*Work to be completed*: Every line of the data is to be retyped exactly.

*Supplied records*:
*****

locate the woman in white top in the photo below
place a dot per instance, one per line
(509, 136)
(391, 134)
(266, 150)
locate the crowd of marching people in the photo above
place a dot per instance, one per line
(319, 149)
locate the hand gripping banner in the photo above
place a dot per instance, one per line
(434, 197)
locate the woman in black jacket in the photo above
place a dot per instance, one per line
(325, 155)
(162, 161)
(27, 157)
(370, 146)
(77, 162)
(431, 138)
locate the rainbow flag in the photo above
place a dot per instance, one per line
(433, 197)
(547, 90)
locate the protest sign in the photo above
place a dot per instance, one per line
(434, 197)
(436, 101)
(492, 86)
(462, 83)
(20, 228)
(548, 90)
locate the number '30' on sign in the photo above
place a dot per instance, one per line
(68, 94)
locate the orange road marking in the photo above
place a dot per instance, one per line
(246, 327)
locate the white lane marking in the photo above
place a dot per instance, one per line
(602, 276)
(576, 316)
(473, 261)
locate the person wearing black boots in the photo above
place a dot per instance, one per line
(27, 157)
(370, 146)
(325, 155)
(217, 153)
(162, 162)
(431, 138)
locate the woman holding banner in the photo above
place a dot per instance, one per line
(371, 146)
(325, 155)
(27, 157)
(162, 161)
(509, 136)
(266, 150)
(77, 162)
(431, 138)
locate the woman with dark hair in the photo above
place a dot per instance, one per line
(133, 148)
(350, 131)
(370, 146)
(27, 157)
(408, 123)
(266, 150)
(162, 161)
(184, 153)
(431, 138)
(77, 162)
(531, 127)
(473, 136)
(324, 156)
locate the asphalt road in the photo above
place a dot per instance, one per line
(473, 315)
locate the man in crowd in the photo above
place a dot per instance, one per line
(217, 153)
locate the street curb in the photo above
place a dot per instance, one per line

*****

*Task solution*:
locate the woman in white top in the photo below
place a dot per instance, one per line
(509, 136)
(391, 134)
(266, 150)
locate the crowd of marching people in the photo above
place a dot per instance, one per line
(319, 149)
locate the hand gripping banner in the photo above
place a dot per instance, one per line
(434, 197)
locate the woman in black jacket in the photo above
place a dot per instance, one per line
(325, 155)
(162, 161)
(27, 157)
(370, 146)
(77, 162)
(431, 138)
locate the rainbow flag in the photo above
place a dot per instance, one per line
(433, 197)
(547, 90)
locate the protest sign in the photo above
place a dot per instance, one per line
(434, 197)
(436, 101)
(492, 86)
(462, 83)
(20, 228)
(548, 90)
locate the number '30' on sign in the photo above
place a dot per instance, one per line
(68, 94)
locate the orange road marking in the photo above
place a dot per instance, one per line
(246, 327)
locate the white lane marking in the photo above
place a dot per instance, one per line
(602, 276)
(576, 316)
(473, 261)
locate the person wearing black boots in the photo above
place a dot per instance, one per line
(27, 157)
(370, 146)
(325, 155)
(217, 153)
(162, 162)
(431, 138)
locate the woman holding banner in the photo above
place a dot per instance, one per line
(371, 146)
(325, 155)
(27, 157)
(162, 161)
(509, 136)
(266, 150)
(77, 162)
(431, 138)
locate the woman with dark hair in the photo above
place a dot per instance, one per line
(133, 148)
(350, 131)
(370, 146)
(27, 157)
(408, 123)
(266, 150)
(162, 161)
(184, 153)
(431, 138)
(77, 162)
(531, 127)
(473, 136)
(324, 156)
locate the asphalt road in the photo above
place a dot per instance, one per line
(473, 315)
locate the man in crowd in the photo above
place a dot per instance, one per line
(217, 153)
locate the street curb in the photo above
place a dot per instance, one per line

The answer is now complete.